### TASK GOAL:
Convert the lines below into a Markdown table with two columns, Row for the row number and Line for the text, skipping any blank lines. Omit the pictures from the table.

═══ THE DATA

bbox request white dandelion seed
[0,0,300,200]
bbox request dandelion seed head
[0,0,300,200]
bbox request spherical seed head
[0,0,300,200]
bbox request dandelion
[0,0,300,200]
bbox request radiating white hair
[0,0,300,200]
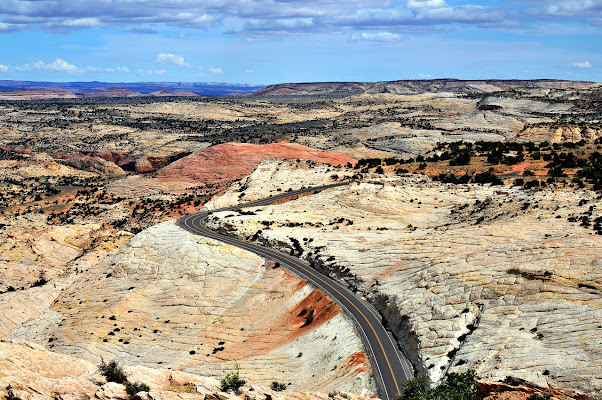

══════

### TASK OUTPUT:
| Row | Line |
|---|---|
| 1 | bbox request white dandelion seed |
| 2 | [0,0,300,200] |
| 3 | bbox request dandelion seed head |
| 4 | [0,0,300,200] |
| 5 | bbox request spherical seed head |
| 6 | [0,0,300,200] |
| 7 | bbox request dandelion |
| 8 | [0,0,300,200] |
| 9 | bbox request radiating white hair |
| 10 | [0,0,300,200] |